> _TASK TO CARRY OUT_
Using the records provided below, locate and copy each line that contains the word "background".

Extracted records
________________________________________

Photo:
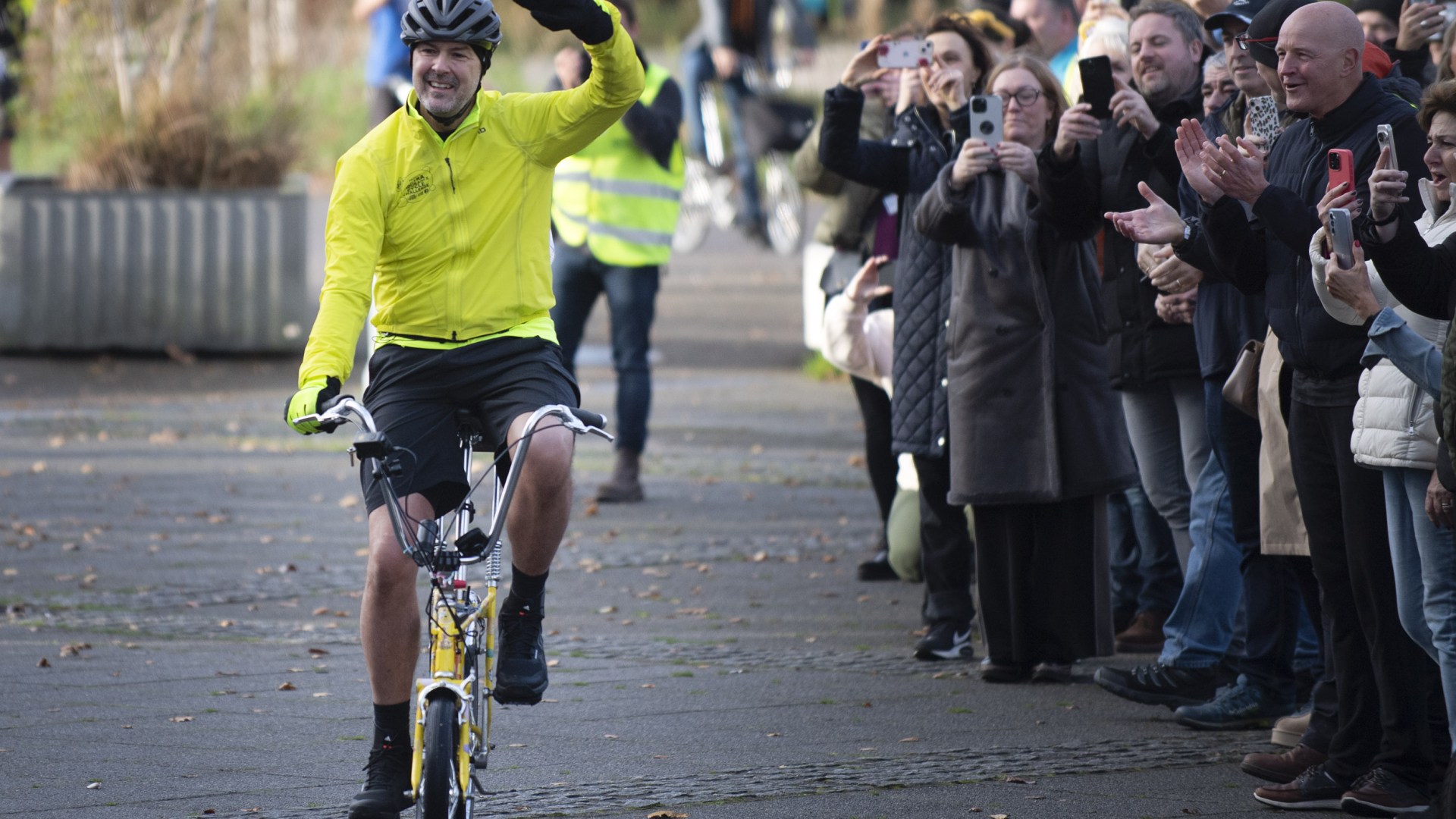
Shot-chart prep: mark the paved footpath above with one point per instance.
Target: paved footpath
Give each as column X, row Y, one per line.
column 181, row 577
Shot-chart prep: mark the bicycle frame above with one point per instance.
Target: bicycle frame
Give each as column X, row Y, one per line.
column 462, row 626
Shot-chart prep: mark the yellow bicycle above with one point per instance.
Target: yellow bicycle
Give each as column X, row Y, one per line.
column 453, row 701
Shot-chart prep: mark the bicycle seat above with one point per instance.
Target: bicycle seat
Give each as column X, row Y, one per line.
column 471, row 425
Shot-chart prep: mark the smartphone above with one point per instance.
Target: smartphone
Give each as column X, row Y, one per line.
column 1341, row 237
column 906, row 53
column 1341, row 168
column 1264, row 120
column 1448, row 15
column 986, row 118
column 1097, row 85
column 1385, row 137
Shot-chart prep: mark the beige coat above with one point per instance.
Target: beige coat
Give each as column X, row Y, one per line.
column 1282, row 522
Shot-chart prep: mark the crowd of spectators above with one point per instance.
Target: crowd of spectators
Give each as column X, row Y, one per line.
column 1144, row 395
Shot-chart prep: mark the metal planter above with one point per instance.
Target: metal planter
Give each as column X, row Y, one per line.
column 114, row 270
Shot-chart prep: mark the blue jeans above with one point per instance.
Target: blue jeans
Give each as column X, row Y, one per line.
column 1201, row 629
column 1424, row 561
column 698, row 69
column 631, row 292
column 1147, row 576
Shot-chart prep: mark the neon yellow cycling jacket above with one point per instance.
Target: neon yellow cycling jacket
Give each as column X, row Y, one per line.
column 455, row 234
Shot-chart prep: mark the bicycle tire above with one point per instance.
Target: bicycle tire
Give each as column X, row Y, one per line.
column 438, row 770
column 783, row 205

________________________________________

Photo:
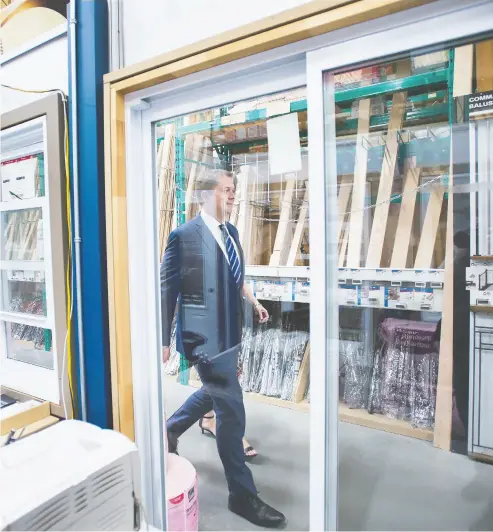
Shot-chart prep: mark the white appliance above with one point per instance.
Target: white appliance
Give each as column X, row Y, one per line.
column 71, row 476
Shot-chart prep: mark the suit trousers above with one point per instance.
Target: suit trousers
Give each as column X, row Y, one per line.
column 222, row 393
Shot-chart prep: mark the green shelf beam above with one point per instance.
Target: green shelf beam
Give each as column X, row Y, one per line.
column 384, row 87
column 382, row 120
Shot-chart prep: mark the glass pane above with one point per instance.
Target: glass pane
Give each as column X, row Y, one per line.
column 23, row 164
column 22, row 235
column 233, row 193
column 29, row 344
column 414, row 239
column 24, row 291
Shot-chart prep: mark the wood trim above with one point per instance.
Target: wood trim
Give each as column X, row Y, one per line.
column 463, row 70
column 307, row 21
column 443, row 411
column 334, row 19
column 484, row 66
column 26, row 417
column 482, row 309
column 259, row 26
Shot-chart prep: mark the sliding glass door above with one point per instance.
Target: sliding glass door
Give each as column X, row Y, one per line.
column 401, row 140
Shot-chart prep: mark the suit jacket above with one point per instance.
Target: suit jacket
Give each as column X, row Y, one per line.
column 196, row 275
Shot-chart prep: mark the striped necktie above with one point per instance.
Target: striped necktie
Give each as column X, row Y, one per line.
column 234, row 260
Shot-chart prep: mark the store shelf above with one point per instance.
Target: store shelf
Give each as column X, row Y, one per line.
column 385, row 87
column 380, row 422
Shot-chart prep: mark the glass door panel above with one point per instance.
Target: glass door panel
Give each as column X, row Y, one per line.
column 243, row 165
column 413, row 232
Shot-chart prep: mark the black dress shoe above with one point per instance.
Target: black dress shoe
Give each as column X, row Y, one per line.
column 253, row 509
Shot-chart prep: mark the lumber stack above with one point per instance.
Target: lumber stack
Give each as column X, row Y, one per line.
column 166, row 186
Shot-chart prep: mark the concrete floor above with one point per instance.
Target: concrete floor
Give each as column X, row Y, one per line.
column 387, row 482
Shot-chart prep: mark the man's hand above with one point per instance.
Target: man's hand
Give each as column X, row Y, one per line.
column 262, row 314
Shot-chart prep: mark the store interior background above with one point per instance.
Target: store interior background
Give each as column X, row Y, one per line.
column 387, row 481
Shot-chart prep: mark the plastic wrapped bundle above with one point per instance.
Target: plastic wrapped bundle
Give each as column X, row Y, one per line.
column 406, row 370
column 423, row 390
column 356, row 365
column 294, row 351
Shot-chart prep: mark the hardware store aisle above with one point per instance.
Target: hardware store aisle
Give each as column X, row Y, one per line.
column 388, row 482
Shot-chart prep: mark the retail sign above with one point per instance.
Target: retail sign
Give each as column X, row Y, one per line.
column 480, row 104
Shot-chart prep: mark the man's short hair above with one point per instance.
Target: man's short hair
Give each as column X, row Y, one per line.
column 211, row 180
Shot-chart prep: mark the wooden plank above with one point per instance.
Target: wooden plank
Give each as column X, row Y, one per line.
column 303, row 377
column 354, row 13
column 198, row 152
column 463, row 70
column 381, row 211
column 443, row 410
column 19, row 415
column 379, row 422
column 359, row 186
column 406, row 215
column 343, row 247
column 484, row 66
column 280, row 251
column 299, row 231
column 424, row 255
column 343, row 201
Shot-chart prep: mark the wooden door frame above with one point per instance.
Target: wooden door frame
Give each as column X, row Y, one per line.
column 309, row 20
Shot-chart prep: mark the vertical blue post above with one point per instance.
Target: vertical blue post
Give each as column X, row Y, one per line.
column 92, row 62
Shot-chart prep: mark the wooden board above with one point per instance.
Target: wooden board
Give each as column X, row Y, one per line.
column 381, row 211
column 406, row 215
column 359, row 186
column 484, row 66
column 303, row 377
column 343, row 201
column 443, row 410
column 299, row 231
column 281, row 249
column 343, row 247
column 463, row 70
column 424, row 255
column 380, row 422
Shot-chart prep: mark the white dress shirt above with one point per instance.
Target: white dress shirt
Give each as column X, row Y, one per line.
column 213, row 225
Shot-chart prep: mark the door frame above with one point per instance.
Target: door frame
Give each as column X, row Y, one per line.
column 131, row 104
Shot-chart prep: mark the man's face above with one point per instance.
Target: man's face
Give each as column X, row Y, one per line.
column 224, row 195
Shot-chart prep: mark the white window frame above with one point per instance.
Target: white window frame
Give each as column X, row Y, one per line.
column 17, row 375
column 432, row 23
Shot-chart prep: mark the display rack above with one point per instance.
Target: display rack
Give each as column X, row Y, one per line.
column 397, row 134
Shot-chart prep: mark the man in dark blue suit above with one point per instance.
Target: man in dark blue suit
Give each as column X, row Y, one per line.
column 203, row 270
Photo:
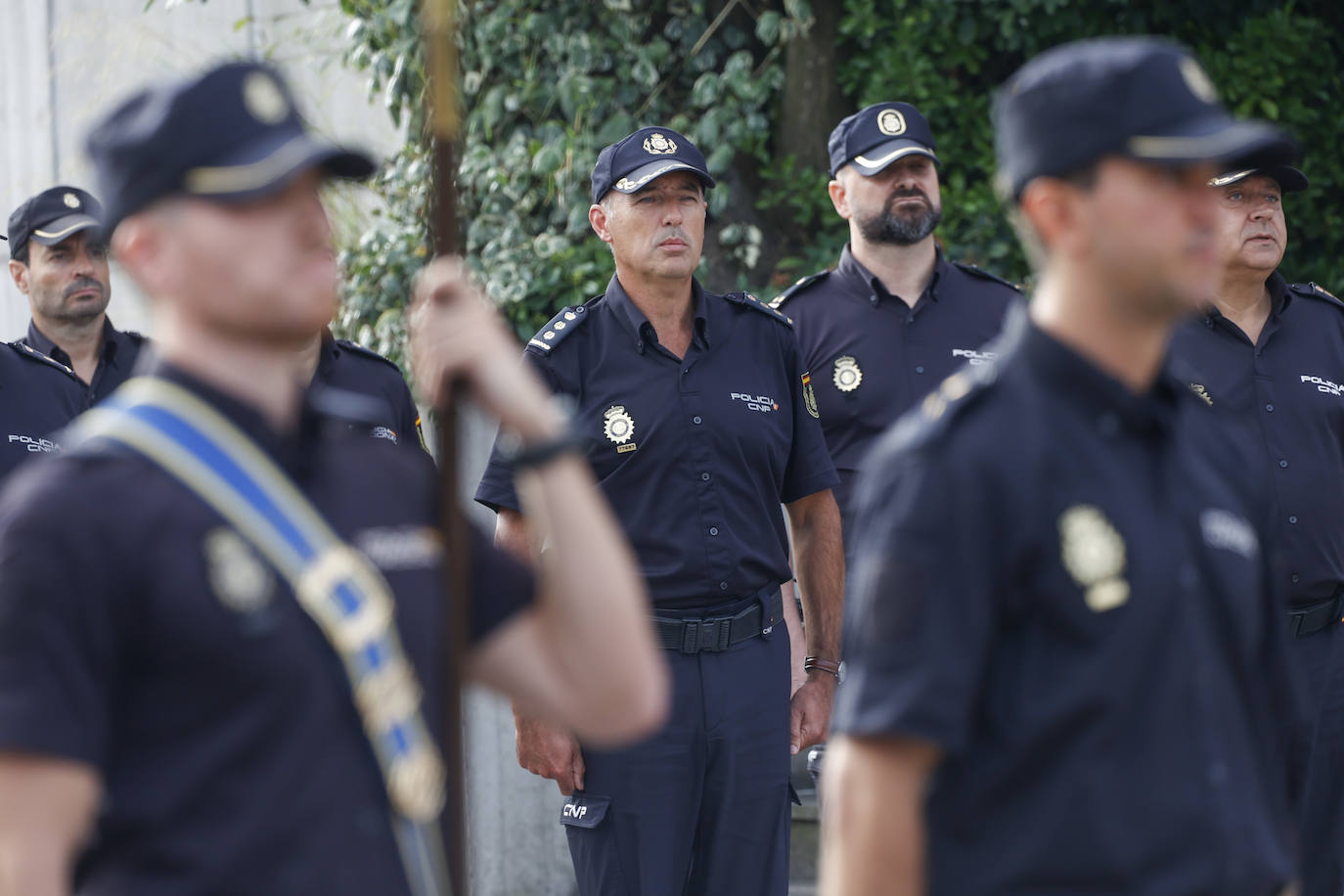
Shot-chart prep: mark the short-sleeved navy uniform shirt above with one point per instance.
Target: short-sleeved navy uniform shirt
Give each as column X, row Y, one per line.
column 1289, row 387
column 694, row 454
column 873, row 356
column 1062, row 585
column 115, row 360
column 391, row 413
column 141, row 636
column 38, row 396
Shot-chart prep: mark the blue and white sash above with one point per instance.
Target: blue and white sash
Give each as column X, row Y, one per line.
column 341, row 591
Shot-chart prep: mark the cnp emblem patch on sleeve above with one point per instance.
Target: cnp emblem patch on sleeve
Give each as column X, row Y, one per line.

________________________________________

> _WRITTEN REPLY_
Shot-chart prep: mark the store interior background above with one point per instance.
Target: store interior background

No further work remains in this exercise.